= What the task asks =
Please quote word for word the lines below, starting at the line that contains "white goal frame" and ending at the line that contains "point(792, 433)", with both of those lines included.

Begin Data provided

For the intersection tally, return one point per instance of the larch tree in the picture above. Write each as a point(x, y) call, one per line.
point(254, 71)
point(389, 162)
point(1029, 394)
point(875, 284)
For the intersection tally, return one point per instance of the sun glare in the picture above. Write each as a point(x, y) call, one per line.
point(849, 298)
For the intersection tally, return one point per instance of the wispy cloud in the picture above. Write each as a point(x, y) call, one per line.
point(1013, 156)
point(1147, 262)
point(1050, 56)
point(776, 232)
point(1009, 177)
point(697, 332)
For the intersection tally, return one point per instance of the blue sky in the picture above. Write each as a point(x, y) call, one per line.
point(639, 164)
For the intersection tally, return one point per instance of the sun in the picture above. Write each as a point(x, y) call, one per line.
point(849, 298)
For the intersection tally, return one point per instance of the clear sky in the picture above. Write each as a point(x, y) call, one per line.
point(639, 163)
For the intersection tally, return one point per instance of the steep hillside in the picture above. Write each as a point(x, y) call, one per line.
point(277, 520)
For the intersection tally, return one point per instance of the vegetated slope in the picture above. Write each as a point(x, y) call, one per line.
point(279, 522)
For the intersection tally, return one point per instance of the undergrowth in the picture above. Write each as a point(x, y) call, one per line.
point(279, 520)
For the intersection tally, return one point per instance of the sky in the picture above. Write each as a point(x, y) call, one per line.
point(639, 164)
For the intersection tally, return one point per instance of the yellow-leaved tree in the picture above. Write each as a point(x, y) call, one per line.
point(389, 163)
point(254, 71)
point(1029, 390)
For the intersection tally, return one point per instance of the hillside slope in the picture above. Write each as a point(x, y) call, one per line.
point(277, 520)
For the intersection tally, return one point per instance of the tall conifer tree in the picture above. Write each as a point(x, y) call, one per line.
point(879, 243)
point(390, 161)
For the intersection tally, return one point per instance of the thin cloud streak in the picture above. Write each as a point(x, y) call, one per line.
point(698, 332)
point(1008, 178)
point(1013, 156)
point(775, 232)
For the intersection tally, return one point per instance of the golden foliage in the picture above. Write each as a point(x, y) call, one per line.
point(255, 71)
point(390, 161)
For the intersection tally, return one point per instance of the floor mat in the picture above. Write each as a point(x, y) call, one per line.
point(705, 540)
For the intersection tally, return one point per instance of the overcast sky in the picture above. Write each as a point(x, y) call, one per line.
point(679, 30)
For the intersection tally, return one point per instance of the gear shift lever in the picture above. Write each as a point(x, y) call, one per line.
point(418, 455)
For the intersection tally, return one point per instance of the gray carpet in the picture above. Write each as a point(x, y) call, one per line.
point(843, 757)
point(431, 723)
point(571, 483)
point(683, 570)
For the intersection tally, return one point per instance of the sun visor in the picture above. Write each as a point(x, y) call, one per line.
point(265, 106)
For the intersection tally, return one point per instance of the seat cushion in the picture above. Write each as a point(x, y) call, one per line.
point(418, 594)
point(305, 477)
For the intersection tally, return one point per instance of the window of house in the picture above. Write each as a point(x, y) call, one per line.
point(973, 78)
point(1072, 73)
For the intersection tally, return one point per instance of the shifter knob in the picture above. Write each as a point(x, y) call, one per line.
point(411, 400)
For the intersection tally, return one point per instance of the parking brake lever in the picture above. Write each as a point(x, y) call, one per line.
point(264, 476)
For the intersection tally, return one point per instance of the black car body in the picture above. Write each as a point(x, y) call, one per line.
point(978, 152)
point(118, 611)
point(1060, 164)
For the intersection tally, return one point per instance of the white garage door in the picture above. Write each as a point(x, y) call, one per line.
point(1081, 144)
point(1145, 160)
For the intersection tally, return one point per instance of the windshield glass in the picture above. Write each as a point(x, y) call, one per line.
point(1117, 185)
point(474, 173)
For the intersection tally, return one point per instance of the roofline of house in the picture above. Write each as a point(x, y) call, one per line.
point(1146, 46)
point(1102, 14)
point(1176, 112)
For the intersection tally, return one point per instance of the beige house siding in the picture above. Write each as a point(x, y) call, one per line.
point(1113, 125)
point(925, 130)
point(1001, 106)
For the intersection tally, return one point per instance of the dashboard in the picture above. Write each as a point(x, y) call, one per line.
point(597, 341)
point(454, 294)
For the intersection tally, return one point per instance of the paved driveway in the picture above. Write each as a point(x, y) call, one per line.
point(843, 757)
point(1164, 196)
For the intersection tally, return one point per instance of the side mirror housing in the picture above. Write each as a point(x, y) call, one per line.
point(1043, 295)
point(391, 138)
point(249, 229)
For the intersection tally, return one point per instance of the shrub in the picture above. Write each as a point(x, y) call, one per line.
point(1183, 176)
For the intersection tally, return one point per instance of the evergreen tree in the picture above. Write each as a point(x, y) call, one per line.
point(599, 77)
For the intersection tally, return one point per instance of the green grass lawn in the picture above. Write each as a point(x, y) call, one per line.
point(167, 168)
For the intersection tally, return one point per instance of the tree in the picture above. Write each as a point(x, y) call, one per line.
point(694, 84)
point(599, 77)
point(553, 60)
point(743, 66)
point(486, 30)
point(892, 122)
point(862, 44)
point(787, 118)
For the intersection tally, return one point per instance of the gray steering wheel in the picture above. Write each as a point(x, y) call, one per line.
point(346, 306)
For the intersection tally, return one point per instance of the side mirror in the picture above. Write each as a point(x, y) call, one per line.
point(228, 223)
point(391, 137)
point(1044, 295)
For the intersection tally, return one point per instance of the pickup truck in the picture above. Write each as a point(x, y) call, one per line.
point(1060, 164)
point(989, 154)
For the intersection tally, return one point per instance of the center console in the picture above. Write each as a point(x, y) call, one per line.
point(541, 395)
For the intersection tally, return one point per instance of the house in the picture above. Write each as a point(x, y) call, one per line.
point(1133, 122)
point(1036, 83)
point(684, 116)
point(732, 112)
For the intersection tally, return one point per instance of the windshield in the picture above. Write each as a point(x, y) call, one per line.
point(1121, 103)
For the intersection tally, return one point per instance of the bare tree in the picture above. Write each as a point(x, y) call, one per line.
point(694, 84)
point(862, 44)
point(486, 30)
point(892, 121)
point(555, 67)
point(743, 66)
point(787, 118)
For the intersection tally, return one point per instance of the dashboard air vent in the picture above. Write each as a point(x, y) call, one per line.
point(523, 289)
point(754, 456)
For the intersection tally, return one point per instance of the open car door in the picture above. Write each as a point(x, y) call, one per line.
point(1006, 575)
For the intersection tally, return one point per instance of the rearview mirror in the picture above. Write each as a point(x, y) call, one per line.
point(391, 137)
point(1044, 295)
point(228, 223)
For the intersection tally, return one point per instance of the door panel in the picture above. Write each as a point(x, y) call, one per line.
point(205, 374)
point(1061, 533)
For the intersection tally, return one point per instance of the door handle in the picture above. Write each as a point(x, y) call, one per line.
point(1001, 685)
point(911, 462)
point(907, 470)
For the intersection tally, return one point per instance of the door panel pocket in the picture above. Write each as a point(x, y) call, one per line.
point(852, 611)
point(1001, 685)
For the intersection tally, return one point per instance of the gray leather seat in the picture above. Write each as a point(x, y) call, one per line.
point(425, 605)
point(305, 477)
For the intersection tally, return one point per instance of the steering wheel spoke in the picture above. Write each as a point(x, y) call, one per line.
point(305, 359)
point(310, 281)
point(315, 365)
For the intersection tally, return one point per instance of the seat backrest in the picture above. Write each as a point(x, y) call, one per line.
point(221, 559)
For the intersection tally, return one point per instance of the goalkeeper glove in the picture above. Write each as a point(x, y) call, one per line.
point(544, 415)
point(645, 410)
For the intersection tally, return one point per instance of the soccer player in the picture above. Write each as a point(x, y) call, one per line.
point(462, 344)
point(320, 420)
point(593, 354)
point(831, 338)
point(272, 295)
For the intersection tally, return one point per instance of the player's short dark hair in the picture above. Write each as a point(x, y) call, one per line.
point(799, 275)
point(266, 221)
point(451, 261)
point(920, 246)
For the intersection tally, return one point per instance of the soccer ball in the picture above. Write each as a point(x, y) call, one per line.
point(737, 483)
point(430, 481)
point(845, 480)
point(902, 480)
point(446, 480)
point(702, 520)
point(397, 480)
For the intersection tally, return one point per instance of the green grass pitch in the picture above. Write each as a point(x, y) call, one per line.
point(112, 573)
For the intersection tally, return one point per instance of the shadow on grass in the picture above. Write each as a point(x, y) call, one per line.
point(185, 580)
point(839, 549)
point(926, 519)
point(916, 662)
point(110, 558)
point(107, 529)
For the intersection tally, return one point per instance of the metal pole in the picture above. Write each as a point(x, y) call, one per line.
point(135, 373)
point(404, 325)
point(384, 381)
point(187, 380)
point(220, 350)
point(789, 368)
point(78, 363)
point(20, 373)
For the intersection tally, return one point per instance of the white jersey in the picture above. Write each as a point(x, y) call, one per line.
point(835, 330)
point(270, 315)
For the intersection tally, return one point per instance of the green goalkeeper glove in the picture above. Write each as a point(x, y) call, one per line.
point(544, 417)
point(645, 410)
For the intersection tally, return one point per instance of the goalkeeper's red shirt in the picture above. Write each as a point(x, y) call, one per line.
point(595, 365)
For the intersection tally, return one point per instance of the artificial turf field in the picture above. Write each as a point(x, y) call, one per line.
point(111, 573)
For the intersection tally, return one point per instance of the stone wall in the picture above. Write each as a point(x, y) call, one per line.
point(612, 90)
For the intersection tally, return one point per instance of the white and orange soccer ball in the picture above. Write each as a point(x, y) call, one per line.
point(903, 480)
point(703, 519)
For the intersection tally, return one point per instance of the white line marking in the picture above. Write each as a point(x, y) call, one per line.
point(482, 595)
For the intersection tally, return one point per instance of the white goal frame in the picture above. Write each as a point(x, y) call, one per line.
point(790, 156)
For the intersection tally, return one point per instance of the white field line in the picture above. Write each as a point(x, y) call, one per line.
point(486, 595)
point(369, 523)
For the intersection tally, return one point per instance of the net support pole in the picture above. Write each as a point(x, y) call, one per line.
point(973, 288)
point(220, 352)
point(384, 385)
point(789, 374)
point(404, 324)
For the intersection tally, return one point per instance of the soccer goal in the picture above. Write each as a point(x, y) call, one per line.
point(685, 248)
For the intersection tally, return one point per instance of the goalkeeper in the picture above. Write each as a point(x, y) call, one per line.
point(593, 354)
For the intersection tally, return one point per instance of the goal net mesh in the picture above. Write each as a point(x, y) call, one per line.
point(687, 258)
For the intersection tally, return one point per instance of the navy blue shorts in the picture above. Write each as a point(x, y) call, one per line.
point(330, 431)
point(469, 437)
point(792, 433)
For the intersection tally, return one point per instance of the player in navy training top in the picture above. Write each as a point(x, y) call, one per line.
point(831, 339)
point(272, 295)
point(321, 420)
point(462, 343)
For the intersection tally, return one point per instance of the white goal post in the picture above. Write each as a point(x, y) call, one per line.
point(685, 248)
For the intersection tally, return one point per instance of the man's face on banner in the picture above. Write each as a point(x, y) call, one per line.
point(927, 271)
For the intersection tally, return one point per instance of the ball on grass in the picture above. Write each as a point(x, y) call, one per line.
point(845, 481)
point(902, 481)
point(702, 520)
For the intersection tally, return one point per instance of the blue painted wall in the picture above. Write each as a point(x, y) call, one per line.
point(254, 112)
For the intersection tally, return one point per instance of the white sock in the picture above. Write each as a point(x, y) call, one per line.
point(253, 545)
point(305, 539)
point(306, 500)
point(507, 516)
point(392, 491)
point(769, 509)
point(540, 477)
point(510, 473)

End Data provided

= The answer =
For the intersection tally, return one point per instance of the white goal frame in the picture above. Write each as a point(x, y) call, one per line.
point(790, 156)
For the intersection tally, return one point per instance of the white field line in the picture above. Write each as a point(x, y) call, one per line.
point(486, 595)
point(369, 523)
For the intersection tally, return one point per instance of the net support pole in the picture above. Write each as a point(x, y) call, one per line.
point(973, 288)
point(220, 352)
point(384, 385)
point(789, 374)
point(404, 324)
For the intersection tally, return one point per instance of the soccer goal in the picture above. Write each as a point(x, y) call, one per line.
point(685, 248)
For the intersection tally, return one point per instance of the goalkeeper in the picture above. Write each as a point(x, y) call, one per line.
point(593, 354)
For the intersection tally, return one point per instance of the goal net mesh in the picture above. Write each as a point(x, y) call, one per line.
point(687, 258)
For the intersection tally, return one point per instance of the navy blue shorts in the picture above. Write each as a point(x, y) call, one per line.
point(330, 431)
point(469, 437)
point(792, 433)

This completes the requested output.